Transcribe all records exactly.

○ ○ ○ ○ ○

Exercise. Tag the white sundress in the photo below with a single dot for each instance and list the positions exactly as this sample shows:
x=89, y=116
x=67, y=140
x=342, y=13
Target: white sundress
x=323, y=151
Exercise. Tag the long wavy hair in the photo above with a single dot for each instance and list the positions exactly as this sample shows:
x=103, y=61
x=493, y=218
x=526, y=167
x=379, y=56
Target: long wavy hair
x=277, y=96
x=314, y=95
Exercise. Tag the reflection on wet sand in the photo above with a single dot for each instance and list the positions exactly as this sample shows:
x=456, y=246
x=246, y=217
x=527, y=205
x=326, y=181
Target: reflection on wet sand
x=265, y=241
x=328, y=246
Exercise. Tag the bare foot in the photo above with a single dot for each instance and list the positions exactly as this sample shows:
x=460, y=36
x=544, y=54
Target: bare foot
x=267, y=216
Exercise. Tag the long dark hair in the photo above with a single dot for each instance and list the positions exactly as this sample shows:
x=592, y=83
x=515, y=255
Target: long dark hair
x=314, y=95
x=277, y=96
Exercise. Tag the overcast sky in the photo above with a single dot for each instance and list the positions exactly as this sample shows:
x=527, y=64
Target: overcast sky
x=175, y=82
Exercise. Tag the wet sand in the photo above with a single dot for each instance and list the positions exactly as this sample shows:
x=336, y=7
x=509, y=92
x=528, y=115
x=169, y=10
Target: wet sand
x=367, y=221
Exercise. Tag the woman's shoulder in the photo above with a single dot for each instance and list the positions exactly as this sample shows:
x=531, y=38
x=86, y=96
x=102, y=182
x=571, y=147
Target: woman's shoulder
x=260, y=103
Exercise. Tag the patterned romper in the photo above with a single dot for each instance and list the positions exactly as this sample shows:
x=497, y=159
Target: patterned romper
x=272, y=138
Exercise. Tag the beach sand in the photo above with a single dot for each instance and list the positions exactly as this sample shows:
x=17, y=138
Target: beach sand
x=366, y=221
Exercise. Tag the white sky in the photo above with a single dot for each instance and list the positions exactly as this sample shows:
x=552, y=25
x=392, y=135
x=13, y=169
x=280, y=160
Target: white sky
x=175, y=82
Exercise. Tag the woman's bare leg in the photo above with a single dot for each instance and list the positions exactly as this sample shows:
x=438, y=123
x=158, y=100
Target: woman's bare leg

○ ○ ○ ○ ○

◆ Solution below
Exercise. Tag the white sundress in the photo below with a single dot for each instance and list the positions exactly as this sample shows:
x=89, y=116
x=67, y=140
x=342, y=13
Target: white sundress
x=323, y=151
Exercise. Tag the long wavy hair in the photo above with a single dot for each instance and list the positions exactly as this sample shows:
x=103, y=61
x=493, y=218
x=526, y=167
x=379, y=56
Target: long wavy hair
x=277, y=96
x=314, y=95
Exercise. Tag the reflection on wet sand in the photo above with a single dot for each instance and list the positions exactly as this sample shows:
x=456, y=246
x=246, y=217
x=527, y=205
x=326, y=181
Target: reflection on wet sand
x=265, y=241
x=328, y=246
Exercise. Tag the bare foot in the photo above with a single dot for each instance and list the positions exactly as this sample shows:
x=460, y=36
x=544, y=54
Target: bare foot
x=267, y=216
Exercise. Tag the long dark hair in the photo above with a single dot for each instance and list the positions exactly as this sample shows:
x=592, y=83
x=515, y=255
Target: long dark hair
x=314, y=95
x=277, y=96
Exercise. Tag the overcast sky in the photo above with a single dot for each instance and list the positions exactly as this sample shows:
x=527, y=64
Target: overcast sky
x=175, y=82
Exercise. Tag the wet sand in the photo above with a single dot for each instance and list the positions exactly as this sample shows:
x=336, y=7
x=509, y=92
x=528, y=115
x=169, y=10
Target: wet sand
x=367, y=221
Exercise. Tag the woman's shoulder in the photo above with a single dot for each instance and list the positions exactly as this sample shows:
x=531, y=38
x=86, y=96
x=102, y=182
x=571, y=147
Target: woman's shoulder
x=260, y=103
Exercise. Tag the patterned romper in the photo above with a single dot for each instance and list the positions exactly as this sample shows:
x=497, y=159
Target: patterned romper
x=272, y=138
Exercise. Tag the beach sand in the photo above with a single dot for each instance and list the positions exactly as this sample shows:
x=17, y=138
Target: beach sand
x=366, y=221
Exercise. Tag the white sky in the photo above with a single dot for each instance and list the positions exactly as this sample shows:
x=552, y=25
x=392, y=135
x=13, y=169
x=280, y=160
Target: white sky
x=175, y=82
Exercise. Tag the woman's bare leg in the photo above with a single dot for each instance and list the positions exactly as this sample shows:
x=438, y=123
x=158, y=100
Target: woman's bare leg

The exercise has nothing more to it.